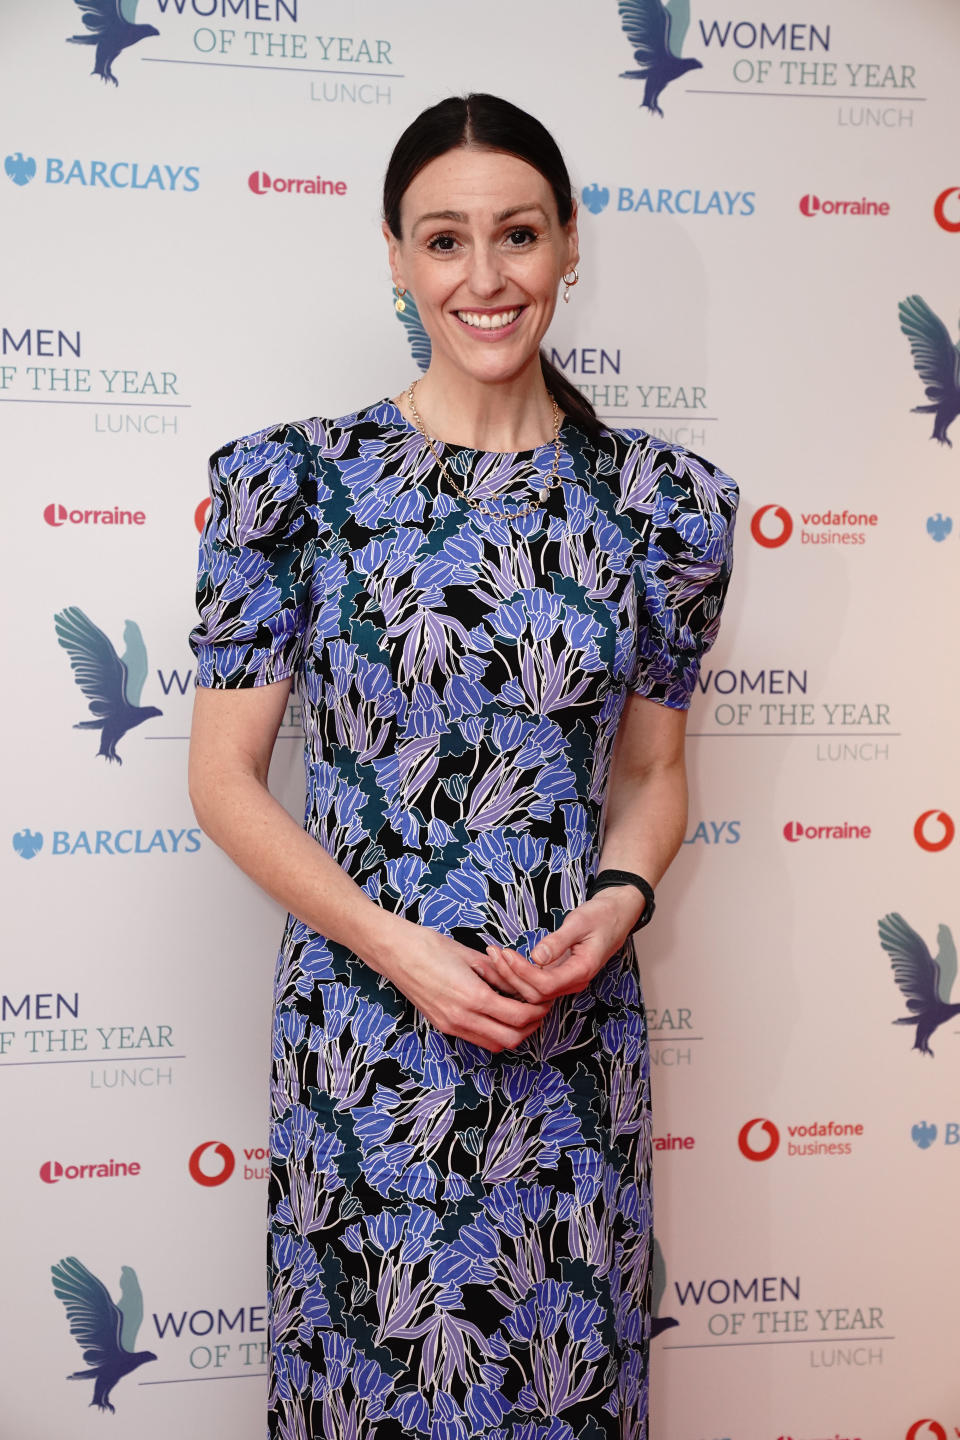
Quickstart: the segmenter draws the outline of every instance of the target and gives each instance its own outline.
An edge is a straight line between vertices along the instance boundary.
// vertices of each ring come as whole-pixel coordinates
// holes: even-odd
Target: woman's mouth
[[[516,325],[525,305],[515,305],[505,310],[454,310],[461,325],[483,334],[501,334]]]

—————

Work item » All of the data above should be transcribed verbatim, with pictures omitted.

Exercise answer »
Quickstart: the segmenter draws the outline of every instance of the target and gives each instance its own outline.
An edge is a straight line between vertices along the instance boundary.
// vertices of each ring come as whole-pixel coordinates
// holes: even-odd
Target: woman's mouth
[[[516,325],[525,305],[515,305],[505,310],[454,310],[461,325],[483,334],[501,334]]]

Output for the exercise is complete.